* Excerpted text *
/---

There’s the Facebook ads, as well as all the other ads … The people who are influenced by this story – have they read many of the actual ads? Many are pro-Clinton or anti-Trump; many are both; many are neither. It’s one big mess, the only rational explanation of this which I’ve read is that they come from money-making websites, “click-bait” sites as they’re known, which earn money simply by attracting visitors.

As to the nerve agents, it makes more sense if the UK or the CIA did it to make the Russians look bad, because the anti-Russian scandal which followed was totally predictable. Why would Russia choose the time of the World Cup in Moscow – of which all of Russia was immensely proud – to bring such notoriety down upon their head? But that would have been an ideal time for their enemies to want to embarrass them.

However, I have no doubt that the great majority of Americans who follow the news each day believe the official stories about the Russians. They’re particularly impressed with the fact that every US intelligence agency supports the official stories. They would not be impressed at all if told that a dozen Russian intelligence agencies all disputed the charges. Group-think is alive and well all over the world. As is Cold War II.

But we’re the Good Guys, ain’t we?

For a defender of US foreign policy there’s very little that causes extreme heartburn more than someone implying a “moral equivalence” between American behavior and that of Russia. That was the case during Cold War I and it’s the same now in Cold War II. It just drives them up the wall.

After the United States passed a law last year requiring TV station RT (Russia Today) to register as a “foreign agent”, the Russians passed their own law allowing authorities to require foreign media to register as a “foreign agent”. Senator John McCain denounced the new Russian law, saying there is “no equivalence” between RT and networks such as Voice of America, CNN and the BBC, whose journalists “seek the truth, debunk lies, and hold governments accountable.” By contrast, he said, “RT’s propagandists debunk the truth, spread lies, and seek to undermine democratic governments in order to further Vladimir Putin’s agenda.”

\---

* Material shown *
/---

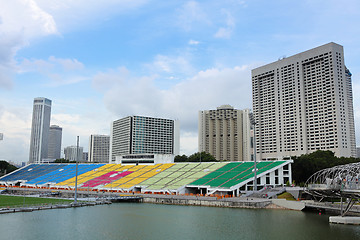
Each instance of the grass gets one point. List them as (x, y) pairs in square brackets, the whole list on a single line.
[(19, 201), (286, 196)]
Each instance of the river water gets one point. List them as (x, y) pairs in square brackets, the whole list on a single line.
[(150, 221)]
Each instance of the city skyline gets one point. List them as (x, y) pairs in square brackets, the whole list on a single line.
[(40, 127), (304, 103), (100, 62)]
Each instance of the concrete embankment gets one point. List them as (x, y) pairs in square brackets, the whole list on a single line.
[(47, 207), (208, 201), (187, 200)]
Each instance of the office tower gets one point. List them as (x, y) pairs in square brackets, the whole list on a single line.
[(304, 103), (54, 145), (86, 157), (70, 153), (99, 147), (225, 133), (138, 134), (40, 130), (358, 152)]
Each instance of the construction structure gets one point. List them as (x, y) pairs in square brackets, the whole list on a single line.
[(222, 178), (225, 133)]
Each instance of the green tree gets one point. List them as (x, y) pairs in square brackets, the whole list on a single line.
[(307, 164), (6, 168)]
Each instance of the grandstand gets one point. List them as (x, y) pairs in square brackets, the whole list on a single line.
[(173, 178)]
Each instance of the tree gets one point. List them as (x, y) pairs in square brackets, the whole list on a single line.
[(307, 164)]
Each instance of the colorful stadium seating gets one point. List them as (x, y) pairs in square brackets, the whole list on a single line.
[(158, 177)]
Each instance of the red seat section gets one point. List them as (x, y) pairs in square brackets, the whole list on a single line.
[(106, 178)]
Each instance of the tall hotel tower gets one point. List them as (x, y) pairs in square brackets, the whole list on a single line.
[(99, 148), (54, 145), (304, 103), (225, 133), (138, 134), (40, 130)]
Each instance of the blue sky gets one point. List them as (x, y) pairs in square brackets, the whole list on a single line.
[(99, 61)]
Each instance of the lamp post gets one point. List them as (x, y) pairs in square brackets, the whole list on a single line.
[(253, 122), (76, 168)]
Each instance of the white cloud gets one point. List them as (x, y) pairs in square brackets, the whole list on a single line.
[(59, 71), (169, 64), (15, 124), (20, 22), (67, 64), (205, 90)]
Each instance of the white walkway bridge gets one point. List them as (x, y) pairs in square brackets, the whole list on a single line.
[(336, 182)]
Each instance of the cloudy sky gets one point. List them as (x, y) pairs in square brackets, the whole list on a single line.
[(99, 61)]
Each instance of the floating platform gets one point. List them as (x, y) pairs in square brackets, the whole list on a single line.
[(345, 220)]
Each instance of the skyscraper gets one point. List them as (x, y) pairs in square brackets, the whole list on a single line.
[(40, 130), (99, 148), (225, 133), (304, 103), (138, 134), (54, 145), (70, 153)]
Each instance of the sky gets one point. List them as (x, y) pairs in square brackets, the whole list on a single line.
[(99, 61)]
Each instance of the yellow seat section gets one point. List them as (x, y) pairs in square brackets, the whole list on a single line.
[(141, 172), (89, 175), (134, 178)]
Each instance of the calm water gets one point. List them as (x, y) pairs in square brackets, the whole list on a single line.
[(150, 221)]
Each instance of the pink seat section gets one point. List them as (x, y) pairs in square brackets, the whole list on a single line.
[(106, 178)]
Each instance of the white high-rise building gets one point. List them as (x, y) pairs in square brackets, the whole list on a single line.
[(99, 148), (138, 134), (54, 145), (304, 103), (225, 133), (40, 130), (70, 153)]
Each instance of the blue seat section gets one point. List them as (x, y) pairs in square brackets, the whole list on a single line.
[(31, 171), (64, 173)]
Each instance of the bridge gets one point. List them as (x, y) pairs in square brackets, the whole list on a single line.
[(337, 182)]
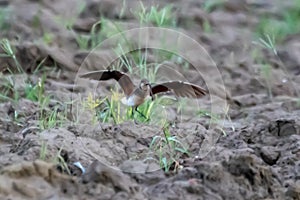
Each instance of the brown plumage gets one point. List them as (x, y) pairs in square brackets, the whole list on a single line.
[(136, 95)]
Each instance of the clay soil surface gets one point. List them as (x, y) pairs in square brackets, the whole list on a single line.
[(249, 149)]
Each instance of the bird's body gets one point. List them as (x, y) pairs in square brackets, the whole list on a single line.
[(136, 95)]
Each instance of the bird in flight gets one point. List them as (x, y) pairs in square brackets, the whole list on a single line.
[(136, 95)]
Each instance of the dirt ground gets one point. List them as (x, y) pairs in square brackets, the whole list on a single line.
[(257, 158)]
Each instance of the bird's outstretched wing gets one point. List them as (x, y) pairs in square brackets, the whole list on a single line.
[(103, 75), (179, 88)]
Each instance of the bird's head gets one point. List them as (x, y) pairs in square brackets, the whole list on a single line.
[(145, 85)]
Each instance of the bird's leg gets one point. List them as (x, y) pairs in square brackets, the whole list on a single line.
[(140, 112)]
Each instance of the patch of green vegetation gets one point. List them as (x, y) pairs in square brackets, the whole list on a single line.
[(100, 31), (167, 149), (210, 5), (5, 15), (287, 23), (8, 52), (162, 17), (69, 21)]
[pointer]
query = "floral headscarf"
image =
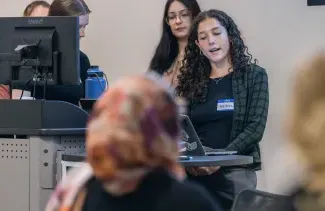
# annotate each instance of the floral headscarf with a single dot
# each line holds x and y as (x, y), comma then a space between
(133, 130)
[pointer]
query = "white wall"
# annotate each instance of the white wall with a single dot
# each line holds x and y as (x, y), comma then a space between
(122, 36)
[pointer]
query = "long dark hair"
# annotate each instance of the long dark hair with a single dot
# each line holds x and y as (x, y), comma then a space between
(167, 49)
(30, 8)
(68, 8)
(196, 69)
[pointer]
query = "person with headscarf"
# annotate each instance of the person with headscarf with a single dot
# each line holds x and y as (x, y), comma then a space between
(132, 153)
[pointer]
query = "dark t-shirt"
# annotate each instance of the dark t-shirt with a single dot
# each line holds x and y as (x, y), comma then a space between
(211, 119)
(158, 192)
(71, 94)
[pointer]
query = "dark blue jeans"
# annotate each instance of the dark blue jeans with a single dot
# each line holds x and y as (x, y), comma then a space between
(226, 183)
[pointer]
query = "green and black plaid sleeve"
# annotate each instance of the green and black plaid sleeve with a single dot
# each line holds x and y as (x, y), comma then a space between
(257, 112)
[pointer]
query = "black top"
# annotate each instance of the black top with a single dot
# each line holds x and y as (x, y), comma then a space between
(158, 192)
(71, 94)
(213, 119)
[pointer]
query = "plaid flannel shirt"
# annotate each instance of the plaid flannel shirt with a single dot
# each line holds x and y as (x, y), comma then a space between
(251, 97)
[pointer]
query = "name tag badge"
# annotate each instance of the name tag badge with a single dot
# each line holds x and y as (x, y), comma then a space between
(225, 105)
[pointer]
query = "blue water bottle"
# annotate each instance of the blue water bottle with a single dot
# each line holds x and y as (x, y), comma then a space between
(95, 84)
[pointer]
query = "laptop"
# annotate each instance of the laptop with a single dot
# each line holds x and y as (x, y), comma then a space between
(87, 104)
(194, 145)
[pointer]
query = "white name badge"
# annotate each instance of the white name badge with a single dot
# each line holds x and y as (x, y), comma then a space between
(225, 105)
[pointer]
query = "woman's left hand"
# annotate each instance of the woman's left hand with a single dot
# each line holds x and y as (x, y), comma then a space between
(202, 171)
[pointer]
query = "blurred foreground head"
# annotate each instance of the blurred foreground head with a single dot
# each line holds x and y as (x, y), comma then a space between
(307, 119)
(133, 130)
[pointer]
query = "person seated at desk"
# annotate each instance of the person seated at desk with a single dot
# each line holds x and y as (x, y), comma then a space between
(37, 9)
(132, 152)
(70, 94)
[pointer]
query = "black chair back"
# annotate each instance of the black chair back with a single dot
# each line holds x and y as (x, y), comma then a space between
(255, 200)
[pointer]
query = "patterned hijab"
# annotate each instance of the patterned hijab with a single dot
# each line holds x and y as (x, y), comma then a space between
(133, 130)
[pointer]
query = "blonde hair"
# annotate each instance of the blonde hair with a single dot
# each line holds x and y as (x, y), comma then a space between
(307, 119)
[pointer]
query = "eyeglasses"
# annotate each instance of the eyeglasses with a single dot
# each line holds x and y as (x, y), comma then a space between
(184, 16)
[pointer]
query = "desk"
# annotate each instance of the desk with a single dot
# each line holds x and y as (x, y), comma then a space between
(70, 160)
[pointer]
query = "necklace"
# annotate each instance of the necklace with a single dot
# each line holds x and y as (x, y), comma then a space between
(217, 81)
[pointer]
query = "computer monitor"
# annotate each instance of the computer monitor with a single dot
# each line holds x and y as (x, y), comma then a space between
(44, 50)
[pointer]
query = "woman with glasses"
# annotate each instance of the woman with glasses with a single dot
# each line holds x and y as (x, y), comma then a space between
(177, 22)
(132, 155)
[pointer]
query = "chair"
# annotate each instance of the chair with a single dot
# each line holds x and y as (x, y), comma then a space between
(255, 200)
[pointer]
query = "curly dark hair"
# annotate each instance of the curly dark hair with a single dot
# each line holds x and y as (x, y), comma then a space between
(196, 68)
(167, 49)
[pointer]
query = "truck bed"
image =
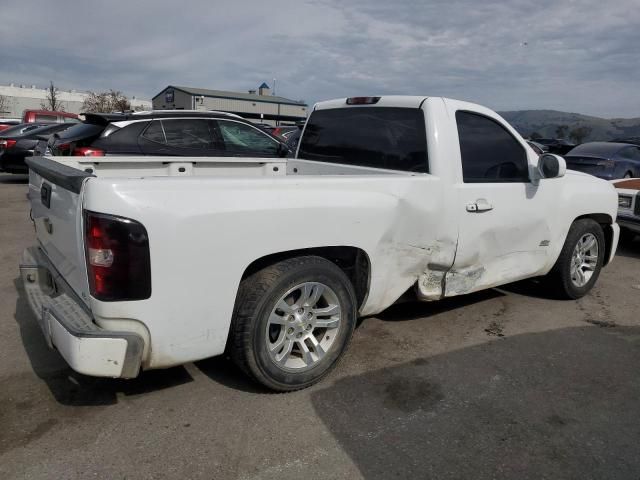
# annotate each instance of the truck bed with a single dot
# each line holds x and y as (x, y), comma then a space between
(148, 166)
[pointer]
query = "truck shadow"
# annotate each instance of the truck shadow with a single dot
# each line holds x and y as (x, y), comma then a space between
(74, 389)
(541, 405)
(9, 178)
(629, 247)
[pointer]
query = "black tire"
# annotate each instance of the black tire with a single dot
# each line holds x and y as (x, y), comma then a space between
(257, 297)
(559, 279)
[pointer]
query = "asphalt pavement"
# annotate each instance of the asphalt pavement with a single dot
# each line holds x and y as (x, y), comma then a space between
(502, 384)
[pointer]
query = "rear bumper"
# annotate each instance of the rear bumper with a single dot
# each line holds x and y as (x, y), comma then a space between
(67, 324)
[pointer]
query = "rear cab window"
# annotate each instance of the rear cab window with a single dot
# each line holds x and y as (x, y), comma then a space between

\---
/---

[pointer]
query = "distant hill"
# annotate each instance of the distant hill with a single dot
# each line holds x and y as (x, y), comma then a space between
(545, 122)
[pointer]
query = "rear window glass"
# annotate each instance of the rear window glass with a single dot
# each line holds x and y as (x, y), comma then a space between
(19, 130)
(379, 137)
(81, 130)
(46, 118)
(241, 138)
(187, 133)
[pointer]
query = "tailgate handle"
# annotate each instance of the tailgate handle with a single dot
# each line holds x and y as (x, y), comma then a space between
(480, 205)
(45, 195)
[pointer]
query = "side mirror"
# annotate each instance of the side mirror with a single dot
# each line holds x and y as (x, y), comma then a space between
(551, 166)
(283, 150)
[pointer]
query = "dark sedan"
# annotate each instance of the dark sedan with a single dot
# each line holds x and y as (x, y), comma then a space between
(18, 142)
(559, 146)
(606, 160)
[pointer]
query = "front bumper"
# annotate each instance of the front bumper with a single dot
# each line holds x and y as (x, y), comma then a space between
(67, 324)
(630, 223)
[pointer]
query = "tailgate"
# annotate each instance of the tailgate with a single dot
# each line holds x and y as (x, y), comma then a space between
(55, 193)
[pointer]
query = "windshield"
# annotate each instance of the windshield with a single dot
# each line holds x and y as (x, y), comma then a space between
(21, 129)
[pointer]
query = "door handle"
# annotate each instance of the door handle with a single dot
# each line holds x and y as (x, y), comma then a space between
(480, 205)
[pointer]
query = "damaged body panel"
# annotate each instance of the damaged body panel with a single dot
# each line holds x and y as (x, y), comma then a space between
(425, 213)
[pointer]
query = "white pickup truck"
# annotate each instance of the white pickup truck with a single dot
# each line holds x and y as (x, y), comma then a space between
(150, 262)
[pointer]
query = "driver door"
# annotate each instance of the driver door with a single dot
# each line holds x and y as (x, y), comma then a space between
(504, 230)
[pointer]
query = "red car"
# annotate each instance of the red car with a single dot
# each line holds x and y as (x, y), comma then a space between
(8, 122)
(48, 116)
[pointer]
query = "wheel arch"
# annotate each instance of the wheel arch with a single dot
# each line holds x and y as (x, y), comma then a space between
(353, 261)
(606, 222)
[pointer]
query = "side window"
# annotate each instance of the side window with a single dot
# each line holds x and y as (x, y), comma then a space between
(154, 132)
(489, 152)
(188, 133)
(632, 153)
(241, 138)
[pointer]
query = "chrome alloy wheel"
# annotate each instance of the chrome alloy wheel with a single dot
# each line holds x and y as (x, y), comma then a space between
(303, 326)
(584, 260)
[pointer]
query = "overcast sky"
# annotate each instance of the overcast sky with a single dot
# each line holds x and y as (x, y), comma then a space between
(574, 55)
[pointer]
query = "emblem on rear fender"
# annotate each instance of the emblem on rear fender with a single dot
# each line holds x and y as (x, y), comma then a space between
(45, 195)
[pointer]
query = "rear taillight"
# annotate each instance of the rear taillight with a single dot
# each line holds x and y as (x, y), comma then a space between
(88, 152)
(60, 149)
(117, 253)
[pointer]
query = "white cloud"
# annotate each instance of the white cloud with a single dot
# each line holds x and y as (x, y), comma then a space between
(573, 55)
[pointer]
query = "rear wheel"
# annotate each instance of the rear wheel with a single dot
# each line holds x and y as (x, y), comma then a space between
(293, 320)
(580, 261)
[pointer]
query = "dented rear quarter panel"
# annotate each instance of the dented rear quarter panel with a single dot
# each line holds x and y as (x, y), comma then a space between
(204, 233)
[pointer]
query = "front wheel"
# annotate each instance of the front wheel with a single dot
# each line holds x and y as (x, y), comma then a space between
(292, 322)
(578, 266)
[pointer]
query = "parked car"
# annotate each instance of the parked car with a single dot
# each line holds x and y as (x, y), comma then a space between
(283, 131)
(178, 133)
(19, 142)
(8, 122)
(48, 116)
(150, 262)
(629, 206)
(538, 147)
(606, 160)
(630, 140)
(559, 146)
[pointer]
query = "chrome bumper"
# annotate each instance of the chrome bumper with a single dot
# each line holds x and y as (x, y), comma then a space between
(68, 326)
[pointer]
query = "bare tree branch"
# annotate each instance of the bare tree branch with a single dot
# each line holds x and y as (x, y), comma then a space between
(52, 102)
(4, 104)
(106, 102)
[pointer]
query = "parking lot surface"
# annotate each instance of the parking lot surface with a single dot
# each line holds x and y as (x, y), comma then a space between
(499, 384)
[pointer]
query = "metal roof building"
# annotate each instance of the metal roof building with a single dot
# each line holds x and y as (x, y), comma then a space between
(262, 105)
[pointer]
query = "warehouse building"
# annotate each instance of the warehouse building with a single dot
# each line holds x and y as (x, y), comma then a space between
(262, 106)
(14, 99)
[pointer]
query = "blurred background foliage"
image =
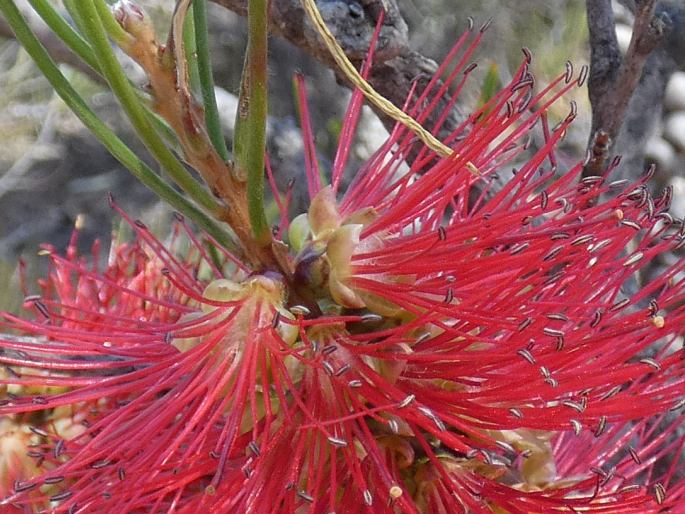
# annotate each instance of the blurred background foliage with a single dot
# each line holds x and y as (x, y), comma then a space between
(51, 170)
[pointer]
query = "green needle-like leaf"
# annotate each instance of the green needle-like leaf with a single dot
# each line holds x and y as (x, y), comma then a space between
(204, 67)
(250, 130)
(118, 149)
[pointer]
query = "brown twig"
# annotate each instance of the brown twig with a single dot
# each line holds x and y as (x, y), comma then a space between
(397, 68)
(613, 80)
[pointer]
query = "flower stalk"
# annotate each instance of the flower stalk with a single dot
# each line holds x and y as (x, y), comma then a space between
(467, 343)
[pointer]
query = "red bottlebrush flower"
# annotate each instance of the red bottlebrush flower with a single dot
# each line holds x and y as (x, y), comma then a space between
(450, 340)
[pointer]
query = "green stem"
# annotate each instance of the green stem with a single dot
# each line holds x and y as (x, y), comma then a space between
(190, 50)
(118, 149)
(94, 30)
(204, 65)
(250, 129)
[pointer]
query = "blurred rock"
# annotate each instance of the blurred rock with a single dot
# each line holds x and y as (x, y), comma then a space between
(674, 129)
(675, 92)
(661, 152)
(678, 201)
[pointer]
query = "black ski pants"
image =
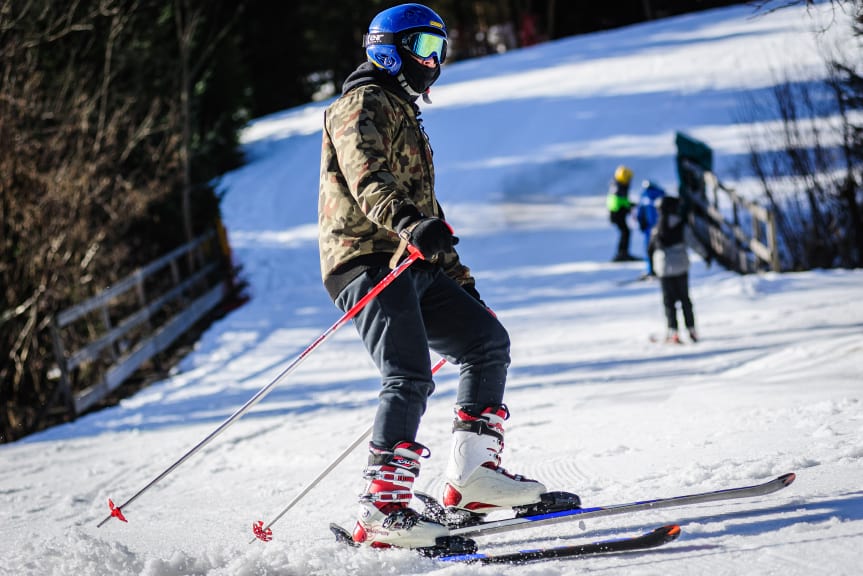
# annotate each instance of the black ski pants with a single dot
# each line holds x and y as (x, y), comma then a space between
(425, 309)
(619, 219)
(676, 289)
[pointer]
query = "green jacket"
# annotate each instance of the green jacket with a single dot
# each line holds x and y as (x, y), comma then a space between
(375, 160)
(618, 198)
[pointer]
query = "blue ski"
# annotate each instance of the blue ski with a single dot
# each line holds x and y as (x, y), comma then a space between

\---

* Exercise directions *
Reproduce the excerpt on Russia, starting at the words "But we’re the" and ending after "up the wall.". The entries are unrelated to the excerpt on Russia and stand apart from it.

* Result of this exercise *
But we’re the Good Guys, ain’t we?

For a defender of US foreign policy there’s very little that causes extreme heartburn more than someone implying a “moral equivalence” between American behavior and that of Russia. That was the case during Cold War I and it’s the same now in Cold War II. It just drives them up the wall.